_What you will do_: List every line of the entries below that contains the string "green", treating uppercase and lowercase as different.

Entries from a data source
__________________________________________________

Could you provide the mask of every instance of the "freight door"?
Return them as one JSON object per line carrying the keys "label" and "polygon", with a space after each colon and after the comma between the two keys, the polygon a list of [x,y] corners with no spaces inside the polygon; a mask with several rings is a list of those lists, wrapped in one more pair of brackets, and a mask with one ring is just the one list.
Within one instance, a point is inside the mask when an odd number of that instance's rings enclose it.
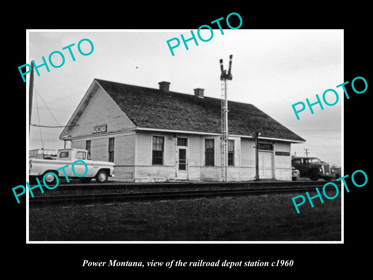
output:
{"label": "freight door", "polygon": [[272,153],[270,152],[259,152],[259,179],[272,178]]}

__________________________________________________

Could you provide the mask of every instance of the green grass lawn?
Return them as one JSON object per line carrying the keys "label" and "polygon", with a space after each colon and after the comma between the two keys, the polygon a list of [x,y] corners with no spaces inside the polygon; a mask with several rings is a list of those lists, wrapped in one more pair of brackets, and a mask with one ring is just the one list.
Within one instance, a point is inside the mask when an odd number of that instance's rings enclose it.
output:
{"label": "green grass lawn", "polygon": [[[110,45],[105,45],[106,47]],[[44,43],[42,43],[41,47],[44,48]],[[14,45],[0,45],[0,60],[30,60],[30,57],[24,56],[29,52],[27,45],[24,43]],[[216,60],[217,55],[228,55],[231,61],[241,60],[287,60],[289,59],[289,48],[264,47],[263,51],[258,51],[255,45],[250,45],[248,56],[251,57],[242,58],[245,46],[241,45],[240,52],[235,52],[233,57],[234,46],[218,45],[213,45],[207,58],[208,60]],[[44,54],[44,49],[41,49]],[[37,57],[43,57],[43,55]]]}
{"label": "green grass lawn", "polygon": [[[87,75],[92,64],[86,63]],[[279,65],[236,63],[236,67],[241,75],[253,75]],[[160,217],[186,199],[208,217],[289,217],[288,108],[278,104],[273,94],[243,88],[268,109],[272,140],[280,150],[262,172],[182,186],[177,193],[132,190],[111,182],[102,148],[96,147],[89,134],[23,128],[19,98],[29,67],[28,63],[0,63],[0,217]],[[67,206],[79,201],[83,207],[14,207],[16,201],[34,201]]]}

__________________________________________________

_Exercise solution_:
Could you provide the mask of every instance of the green grass lawn?
{"label": "green grass lawn", "polygon": [[[110,45],[105,45],[106,47]],[[44,43],[42,43],[41,47],[44,48]],[[14,45],[0,45],[0,60],[30,60],[30,57],[24,56],[29,52],[27,45],[24,43]],[[216,60],[217,55],[228,55],[231,61],[241,60],[287,60],[289,59],[289,48],[264,47],[263,51],[258,51],[255,45],[250,45],[248,56],[251,57],[242,58],[245,46],[241,45],[240,52],[235,52],[233,57],[234,46],[218,45],[213,45],[207,58],[208,60]],[[44,54],[44,49],[41,49]],[[37,57],[43,57],[43,55]]]}
{"label": "green grass lawn", "polygon": [[[87,75],[92,64],[86,63]],[[279,65],[236,63],[236,67],[241,75],[253,75]],[[160,217],[186,199],[208,217],[289,217],[288,108],[278,104],[273,94],[243,88],[268,109],[272,140],[280,150],[262,172],[182,186],[177,193],[132,190],[111,182],[102,148],[96,147],[89,134],[23,128],[19,98],[29,67],[28,63],[0,63],[0,217]],[[67,206],[79,201],[83,207],[14,207],[16,201],[34,201]]]}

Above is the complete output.